◆ Enunciado A: Segundo o texto sobre estirpe e laia, o que os ventos não levam?
◆ Enunciado B: Transcreva sem alterações o trecho do texto sobre estirpe e laia que vai de “Por isto sempre” até “somente o poder.”.
◆ Enunciado C: Dê continuidade ao texto sobre estirpe e laia a partir do ponto em que ele termina.

◆ Texto de apoio:
────
Se digo da “estirpe” de alguém, atribuindo a este termo as manias, vícios, gestos indecentes, condutas e posturas inconseqüentes, herdados da família, id-ent-ificando-os a critério, mostrando as situações e circunstâncias, momentos e instantes que os re-velou e bem, não sendo preciso inter-pretar ou an-alisar, estavam mais que visíveis, e não for “estirpe”, for “laia”, relacionada à qualidade péssima da moral, não sabendo de seu distúrbio psíquico e emocional, o que nos outros é laia, nele é estirpe, vice-versa, terei de gastar uma lábia daqueles, exposto a estar confuso e perdido, até lhe explicar que focinho de porco não é tomada esquivoquei-me, atribui as suas manias , gestos... à estirpe sua, mas em verdade é laia, e ele me esclarecendo os seus distúrbios, não terei mais modos de persuadir-lhe: livrando-me da estirpe, entro de gaiato na laia, vice-versa. Os ventos não levam nem as palavras, nem os sentidos, ambos ficam verbalizados; talvez as intenções que tive ao dizer de suas manias, gestos, pudessem ser levadas, esquecidas, mas a pessoa nem de longe pensou nelas, não eram importantes, o que valia mesmo era haver dito a verdade dele, o erro foi não procurar saber de seu distúrbio.
Por isto sempre cuido bem das palavras, não as uso aleatoriamente, não as uso para ajuizar os distúrbios psíquicos e emocionais, uso-as para paparicar aqueles que cometem os mais despautérios e disparates em termos de falar da vida alheia, de sempre caírem do galho mais alto que conseguiram subir para ditar normas, regras, princípios morais e éticos, sem terem qualquer noção do que isto significa. Inda mais que, lidando com a fina nata da sociedade, e neste métier normalmente os limites são esquecidos, tudo é permitido, jamais serão púnicos, tenho de cuidar-me, ter em mente que eles estão isentos de personalidade e caráter, o que lhes habita é somente o poder.
────
◆ Material:

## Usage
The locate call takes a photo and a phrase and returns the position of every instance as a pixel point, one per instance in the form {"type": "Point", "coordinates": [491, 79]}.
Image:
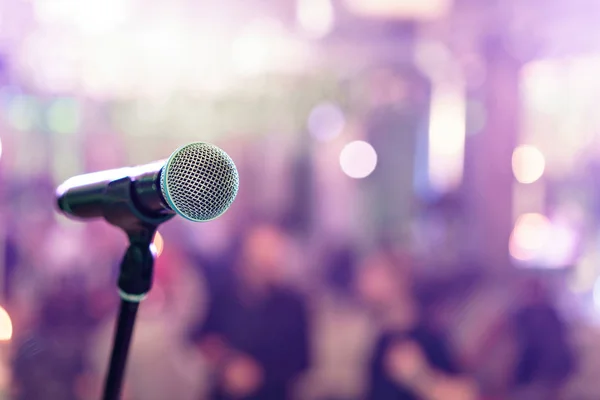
────
◆ Resposta A: Os ventos não levam nem as palavras, nem os sentidos, que ficam verbalizados.

◆ Resposta B:
Por isto sempre cuido bem das palavras, não as uso aleatoriamente, não as uso para ajuizar os distúrbios psíquicos e emocionais, uso-as para paparicar aqueles que cometem os mais despautérios e disparates em termos de falar da vida alheia, de sempre caírem do galho mais alto que conseguiram subir para ditar normas, regras, princípios morais e éticos, sem terem qualquer noção do que isto significa. Inda mais que, lidando com a fina nata da sociedade, e neste métier normalmente os limites são esquecidos, tudo é permitido, jamais serão púnicos, tenho de cuidar-me, ter em mente que eles estão isentos de personalidade e caráter, o que lhes habita é somente o poder.

◆ Resposta C:
Se digo da “raça” de alguém, atribuindo a este termo não comportamentos, gestos, atitudes, características da personalidade e caráter, que são dimensões do ser humano, mas às características biológicas e organização genética próprias, especificamente aos instintos que são dos animais, de-monstrando com engenhosidade como este alguém perdeu sua dignidade humana, embrenhou-se na animalidade pura com seus comportamentos, atitudes, escândalos vários, mania de virar a mesa, rodar a baiana em todos os lugares, botequins, eventos artísticos, sociais, em todas as festas, públicas e particulares, bêbados ou lúcidos, sair na porrada com alguém, e não for “raça”, for alguém que, carente, desolado, marginalizado, discriminado, doido e alucinado por chamar a atenção, terei de me explicar com ele, correndo sério risco de levar uma surra daquelas por lhe ajuizar os comportamentos como instintivos, ser ele não da raça humana, sim da raça animal, a primeira movida e alimentada de razão e senso, a segunda só de instintos. Se eu for inteligente, sensível, até será fácil convencer-lhe de meus preconceitos e discriminações, realizando com sentimentos verdadeiros e sensíveis a sua necessidade de atenção, carinho, amor, consideração, sendo necessário até afiar a ponta da língua com as estratégias e diplomacias da boa lábia; ficar-me-á agradecido por lhe mostrar a sua verdadeira raça, a de um homem sensível e carente, que escolhera a animalidade das atitudes, condutas e posturas para responder aos preconceitos e discriminações que sofrera desde o primeiro suspiro no mundo, o tapinha na bunda, o choro inevitável; com a minha atitude será outro homem. Fiz-lhe um bem inestimável. Os ventos não levaram as palavras e os sentidos, não deixaram os termos à laia do tempo e suas circunstâncias, à estirpe das mazelas e pitis, à raça das inconseqüências e indecências. Ficaram as palavras e sentidos, mas transformados pelas suas pevides.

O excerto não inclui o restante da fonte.